• _Task directions_
Among the lines below, list those containing the string "this".

[Photo-based referring expression data]
^^^^
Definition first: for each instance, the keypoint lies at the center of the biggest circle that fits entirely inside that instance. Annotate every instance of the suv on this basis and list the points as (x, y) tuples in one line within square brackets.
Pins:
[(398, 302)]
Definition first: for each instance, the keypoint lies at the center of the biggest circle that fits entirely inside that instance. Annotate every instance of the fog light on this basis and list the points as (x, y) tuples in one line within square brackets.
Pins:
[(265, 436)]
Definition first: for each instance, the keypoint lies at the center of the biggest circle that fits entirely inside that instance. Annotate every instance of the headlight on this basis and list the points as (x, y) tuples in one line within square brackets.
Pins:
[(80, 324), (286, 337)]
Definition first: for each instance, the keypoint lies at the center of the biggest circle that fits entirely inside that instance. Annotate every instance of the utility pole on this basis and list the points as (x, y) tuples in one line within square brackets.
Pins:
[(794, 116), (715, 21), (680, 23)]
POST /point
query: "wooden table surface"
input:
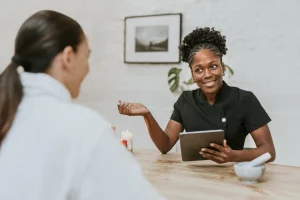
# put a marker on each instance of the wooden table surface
(179, 180)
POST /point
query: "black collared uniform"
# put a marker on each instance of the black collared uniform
(237, 112)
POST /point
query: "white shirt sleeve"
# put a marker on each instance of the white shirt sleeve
(113, 173)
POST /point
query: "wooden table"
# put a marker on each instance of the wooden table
(179, 180)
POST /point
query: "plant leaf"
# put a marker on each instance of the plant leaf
(189, 82)
(174, 78)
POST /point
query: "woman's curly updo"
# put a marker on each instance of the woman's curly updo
(202, 38)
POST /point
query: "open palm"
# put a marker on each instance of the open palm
(132, 109)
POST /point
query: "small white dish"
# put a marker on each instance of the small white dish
(248, 174)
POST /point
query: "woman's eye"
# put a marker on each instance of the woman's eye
(213, 66)
(198, 70)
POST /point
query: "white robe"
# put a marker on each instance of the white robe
(57, 150)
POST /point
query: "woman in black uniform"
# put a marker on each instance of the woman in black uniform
(214, 105)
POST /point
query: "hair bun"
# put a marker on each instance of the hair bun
(201, 36)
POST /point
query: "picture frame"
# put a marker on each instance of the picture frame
(152, 39)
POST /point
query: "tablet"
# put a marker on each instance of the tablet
(192, 142)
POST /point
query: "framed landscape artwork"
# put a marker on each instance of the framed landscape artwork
(152, 39)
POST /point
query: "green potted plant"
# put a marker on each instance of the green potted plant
(175, 84)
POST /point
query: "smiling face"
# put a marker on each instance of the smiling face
(207, 71)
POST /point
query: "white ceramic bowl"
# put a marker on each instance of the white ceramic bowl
(249, 174)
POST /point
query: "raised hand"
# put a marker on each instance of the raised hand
(132, 109)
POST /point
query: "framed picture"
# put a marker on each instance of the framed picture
(152, 39)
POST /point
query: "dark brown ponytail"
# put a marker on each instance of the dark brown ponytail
(40, 39)
(11, 93)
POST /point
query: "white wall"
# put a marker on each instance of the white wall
(263, 42)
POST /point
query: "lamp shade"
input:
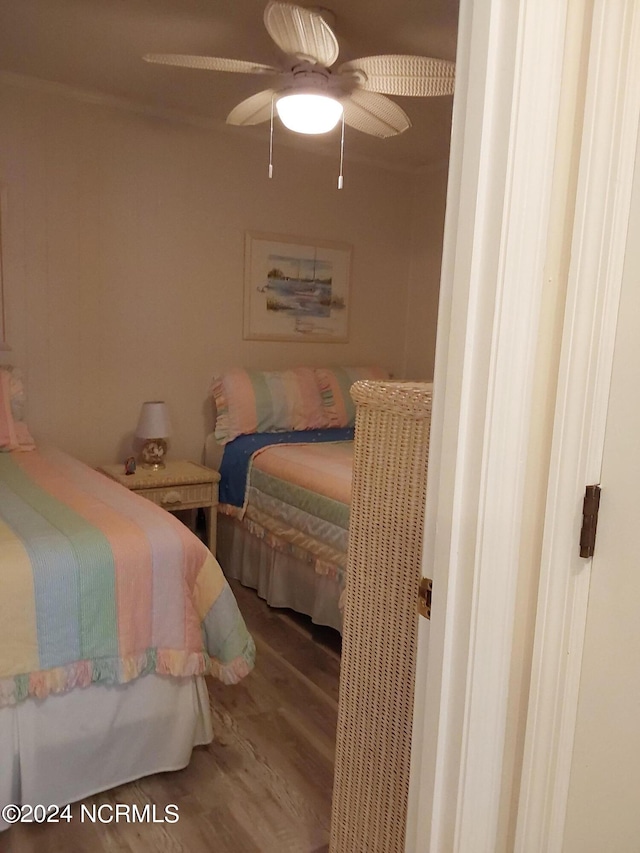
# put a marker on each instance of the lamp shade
(154, 420)
(309, 112)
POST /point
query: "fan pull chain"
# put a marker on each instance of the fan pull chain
(341, 176)
(271, 141)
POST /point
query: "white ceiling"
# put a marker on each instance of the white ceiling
(96, 45)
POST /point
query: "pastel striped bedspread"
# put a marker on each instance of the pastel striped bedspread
(298, 500)
(99, 585)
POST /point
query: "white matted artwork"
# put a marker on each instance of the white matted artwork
(296, 289)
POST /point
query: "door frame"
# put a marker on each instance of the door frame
(508, 89)
(607, 163)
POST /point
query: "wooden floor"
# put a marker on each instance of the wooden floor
(263, 784)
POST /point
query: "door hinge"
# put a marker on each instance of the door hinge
(424, 597)
(589, 520)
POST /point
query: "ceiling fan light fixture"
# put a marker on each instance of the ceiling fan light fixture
(309, 112)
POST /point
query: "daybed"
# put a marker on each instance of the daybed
(111, 613)
(283, 444)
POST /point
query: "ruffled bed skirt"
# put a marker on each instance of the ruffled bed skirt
(282, 578)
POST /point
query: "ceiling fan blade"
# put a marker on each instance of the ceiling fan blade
(301, 32)
(418, 76)
(373, 113)
(252, 110)
(210, 63)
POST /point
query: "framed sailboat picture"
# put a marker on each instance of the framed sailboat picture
(296, 289)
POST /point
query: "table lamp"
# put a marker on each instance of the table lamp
(154, 427)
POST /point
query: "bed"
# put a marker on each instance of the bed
(283, 443)
(111, 614)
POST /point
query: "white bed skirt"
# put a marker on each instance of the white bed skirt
(279, 578)
(67, 747)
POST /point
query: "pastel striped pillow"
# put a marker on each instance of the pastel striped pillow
(250, 401)
(335, 384)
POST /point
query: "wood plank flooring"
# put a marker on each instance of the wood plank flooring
(262, 786)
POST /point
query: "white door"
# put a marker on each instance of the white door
(603, 807)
^^^^
• _Completed exercise_
Definition first: for each instance, the keypoint lies at the center of the biggest circle that fits entirely inside that instance. Annotate every instance of the suv on this basis and list the points as (x, y) tuples in one line within square brackets.
Definition first: for each instance, the keypoint lies at the center of the biggest circle that fits entirely inside that instance. Annotate every instance of the fog light on this basis and list the points as (x, y) tuples in one line within square brackets.
Definition first: for each instance, the keypoint lies at the center of the biggest circle that fits entirely inside that instance. Annotate every instance of the headlight on this basis and list the points as (x, y) tuples in one line within square brackets.
Definition first: for each instance, the keypoint lies at the center of the biggest circle that fits entirely inside that instance. Annotate every instance of the utility pole on this basis and list the points as (x, y) tuples in one line within square brackets.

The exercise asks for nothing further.